*** Block opens ***

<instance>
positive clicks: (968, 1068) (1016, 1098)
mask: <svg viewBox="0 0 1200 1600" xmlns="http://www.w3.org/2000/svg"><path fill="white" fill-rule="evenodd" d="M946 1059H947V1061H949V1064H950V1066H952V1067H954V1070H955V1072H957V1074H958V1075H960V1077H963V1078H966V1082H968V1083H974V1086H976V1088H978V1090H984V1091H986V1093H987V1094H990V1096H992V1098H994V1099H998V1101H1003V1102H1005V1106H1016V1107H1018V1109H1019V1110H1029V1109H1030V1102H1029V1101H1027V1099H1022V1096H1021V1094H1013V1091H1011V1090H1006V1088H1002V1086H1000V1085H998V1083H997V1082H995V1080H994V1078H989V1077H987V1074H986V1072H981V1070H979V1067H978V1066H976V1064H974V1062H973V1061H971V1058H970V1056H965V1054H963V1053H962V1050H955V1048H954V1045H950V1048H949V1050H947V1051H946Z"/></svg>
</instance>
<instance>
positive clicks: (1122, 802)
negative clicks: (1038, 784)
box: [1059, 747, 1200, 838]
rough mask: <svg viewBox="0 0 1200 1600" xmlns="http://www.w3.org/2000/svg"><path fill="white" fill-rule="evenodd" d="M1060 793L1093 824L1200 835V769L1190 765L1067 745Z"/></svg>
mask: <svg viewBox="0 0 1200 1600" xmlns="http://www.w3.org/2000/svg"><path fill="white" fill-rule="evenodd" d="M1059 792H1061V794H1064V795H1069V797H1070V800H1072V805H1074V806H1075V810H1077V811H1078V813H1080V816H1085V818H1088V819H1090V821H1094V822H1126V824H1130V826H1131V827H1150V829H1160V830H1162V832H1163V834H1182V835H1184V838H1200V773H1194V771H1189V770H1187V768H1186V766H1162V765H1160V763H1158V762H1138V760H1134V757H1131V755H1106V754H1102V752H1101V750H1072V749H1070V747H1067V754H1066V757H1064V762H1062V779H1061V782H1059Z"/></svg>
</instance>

*** Block closes ***

▶ [TASK INSTRUCTIONS] Set the entries down again, unchanged and complete.

▶ [ANSWER TO THE EXERCISE]
<instance>
positive clicks: (968, 1068) (1016, 1098)
mask: <svg viewBox="0 0 1200 1600" xmlns="http://www.w3.org/2000/svg"><path fill="white" fill-rule="evenodd" d="M946 1059H947V1061H949V1064H950V1066H952V1067H954V1070H955V1072H957V1074H958V1075H960V1077H963V1078H966V1082H968V1083H974V1086H976V1088H978V1090H984V1091H986V1093H987V1094H990V1096H992V1098H994V1099H998V1101H1003V1102H1005V1106H1016V1107H1018V1109H1019V1110H1029V1109H1030V1102H1029V1101H1027V1099H1022V1096H1021V1094H1013V1091H1011V1090H1006V1088H1002V1086H1000V1085H998V1083H997V1082H995V1080H994V1078H989V1077H987V1074H986V1072H981V1070H979V1067H978V1066H976V1064H974V1062H973V1061H971V1058H970V1056H965V1054H963V1053H962V1050H955V1048H954V1045H950V1048H949V1050H947V1051H946Z"/></svg>
</instance>
<instance>
positive clicks: (1122, 802)
negative clicks: (1038, 784)
box: [1059, 747, 1200, 838]
rough mask: <svg viewBox="0 0 1200 1600" xmlns="http://www.w3.org/2000/svg"><path fill="white" fill-rule="evenodd" d="M1060 793L1093 824L1200 835V769L1190 765L1067 745Z"/></svg>
mask: <svg viewBox="0 0 1200 1600" xmlns="http://www.w3.org/2000/svg"><path fill="white" fill-rule="evenodd" d="M1059 792H1061V794H1064V795H1069V797H1070V800H1072V805H1074V806H1075V810H1077V811H1078V813H1080V816H1085V818H1088V819H1090V821H1094V822H1126V824H1130V826H1131V827H1150V829H1160V830H1162V832H1163V834H1182V835H1184V838H1200V773H1194V771H1189V770H1187V768H1186V766H1162V765H1160V763H1158V762H1138V760H1134V757H1131V755H1106V754H1102V752H1101V750H1072V749H1070V747H1067V754H1066V757H1064V762H1062V779H1061V782H1059Z"/></svg>
</instance>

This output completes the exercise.